→ **Task description**
The entries below contain a line with "Locate every instance of the woman's finger" and a line with "Locate every instance of the woman's face". Quote exactly those two lines and all lines between them.

========

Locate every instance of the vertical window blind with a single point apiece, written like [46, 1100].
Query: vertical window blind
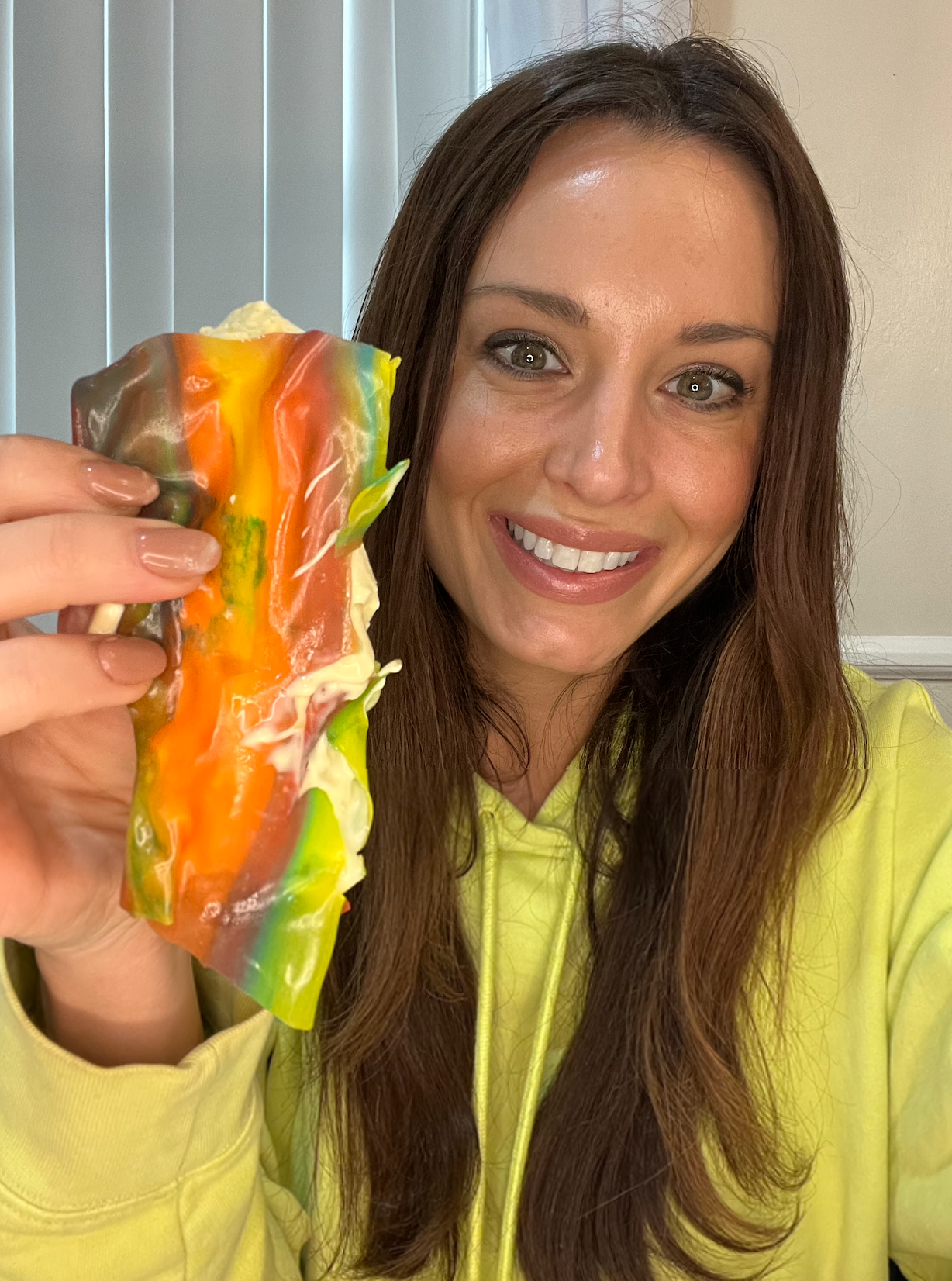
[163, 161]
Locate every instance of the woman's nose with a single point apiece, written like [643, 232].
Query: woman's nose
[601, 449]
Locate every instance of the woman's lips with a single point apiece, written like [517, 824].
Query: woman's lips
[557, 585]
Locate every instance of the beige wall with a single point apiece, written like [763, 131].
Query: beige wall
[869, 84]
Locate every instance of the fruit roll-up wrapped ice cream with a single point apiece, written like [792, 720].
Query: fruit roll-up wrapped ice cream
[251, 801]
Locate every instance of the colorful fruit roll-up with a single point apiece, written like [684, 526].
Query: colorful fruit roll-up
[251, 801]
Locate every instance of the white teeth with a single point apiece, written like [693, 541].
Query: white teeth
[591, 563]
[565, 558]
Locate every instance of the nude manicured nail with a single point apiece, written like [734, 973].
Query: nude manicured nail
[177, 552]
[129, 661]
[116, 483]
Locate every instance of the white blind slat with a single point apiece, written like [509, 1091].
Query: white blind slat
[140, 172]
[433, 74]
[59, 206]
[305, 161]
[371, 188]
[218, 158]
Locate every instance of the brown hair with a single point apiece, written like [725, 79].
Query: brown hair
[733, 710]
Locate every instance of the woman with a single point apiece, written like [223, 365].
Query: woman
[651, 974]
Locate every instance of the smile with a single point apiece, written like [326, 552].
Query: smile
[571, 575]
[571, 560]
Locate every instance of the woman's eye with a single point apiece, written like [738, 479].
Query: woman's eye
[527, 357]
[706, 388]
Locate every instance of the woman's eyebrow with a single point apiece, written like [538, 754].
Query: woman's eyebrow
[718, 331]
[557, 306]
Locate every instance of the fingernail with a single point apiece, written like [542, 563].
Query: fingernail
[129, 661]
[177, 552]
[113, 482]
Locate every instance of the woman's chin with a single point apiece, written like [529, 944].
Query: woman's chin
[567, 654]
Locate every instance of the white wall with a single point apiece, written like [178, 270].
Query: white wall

========

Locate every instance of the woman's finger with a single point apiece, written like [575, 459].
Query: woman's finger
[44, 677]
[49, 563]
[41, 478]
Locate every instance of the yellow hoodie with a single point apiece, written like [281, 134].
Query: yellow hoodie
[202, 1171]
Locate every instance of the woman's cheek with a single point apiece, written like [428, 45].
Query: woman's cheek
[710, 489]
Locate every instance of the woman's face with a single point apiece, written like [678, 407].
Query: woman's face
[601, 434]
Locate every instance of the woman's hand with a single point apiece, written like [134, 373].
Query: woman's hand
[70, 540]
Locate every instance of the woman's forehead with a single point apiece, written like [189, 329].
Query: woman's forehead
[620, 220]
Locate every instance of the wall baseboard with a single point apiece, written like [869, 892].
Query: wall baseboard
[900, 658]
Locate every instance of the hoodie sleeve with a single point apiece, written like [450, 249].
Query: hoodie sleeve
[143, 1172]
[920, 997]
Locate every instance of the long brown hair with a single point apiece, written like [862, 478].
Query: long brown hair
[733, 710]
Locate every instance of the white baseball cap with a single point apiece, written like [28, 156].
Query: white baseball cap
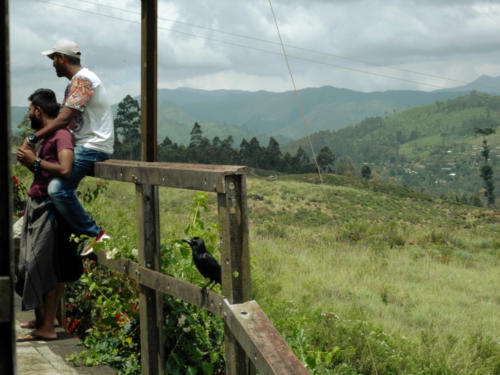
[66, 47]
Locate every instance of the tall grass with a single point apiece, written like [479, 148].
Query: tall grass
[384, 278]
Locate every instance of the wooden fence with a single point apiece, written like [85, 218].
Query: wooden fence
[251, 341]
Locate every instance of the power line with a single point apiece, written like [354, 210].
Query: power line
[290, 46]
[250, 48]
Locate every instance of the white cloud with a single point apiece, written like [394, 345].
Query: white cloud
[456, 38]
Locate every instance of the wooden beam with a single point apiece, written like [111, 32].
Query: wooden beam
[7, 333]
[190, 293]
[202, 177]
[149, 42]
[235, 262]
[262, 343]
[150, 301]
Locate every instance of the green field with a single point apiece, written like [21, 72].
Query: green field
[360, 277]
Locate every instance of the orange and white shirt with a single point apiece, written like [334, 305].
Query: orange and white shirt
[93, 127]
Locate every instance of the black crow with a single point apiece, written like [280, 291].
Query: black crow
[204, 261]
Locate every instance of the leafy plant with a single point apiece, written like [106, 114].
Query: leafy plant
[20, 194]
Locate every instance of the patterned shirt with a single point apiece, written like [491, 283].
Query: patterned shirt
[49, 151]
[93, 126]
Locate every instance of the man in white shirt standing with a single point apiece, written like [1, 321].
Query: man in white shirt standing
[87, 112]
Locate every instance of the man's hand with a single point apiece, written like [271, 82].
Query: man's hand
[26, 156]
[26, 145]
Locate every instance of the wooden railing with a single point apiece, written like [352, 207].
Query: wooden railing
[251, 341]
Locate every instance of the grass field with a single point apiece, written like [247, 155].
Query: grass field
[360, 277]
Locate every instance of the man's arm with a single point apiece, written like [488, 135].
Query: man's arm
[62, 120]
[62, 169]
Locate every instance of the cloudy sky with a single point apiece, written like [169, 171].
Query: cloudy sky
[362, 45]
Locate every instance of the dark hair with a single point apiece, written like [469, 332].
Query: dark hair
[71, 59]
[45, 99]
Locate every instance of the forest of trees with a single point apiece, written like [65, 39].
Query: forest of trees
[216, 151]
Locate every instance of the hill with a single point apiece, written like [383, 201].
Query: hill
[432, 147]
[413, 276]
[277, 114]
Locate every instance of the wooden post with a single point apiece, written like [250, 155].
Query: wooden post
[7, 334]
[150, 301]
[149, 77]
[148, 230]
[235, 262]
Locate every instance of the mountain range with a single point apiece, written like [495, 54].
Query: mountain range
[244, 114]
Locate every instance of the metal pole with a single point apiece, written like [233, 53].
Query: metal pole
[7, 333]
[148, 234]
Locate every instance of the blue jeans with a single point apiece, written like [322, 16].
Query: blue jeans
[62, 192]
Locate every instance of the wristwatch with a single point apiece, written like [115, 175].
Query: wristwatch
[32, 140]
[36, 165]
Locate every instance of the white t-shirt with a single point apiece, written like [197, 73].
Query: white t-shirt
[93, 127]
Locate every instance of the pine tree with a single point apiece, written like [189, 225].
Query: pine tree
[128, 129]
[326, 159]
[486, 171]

========

→ **Result for this task**
Locate every instance of the woman's finger with a single point apiece, written like [575, 459].
Query: woman's finger
[44, 677]
[49, 563]
[41, 478]
Locate every instance of the yellow hoodie with a single point apiece, written like [281, 134].
Query: yellow hoodie
[202, 1171]
Locate every instance of the woman's cheek with a single point apiece, written like [428, 45].
Query: woman's cheek
[710, 489]
Locate every instance of the woman's face with a single point apiece, written like [678, 407].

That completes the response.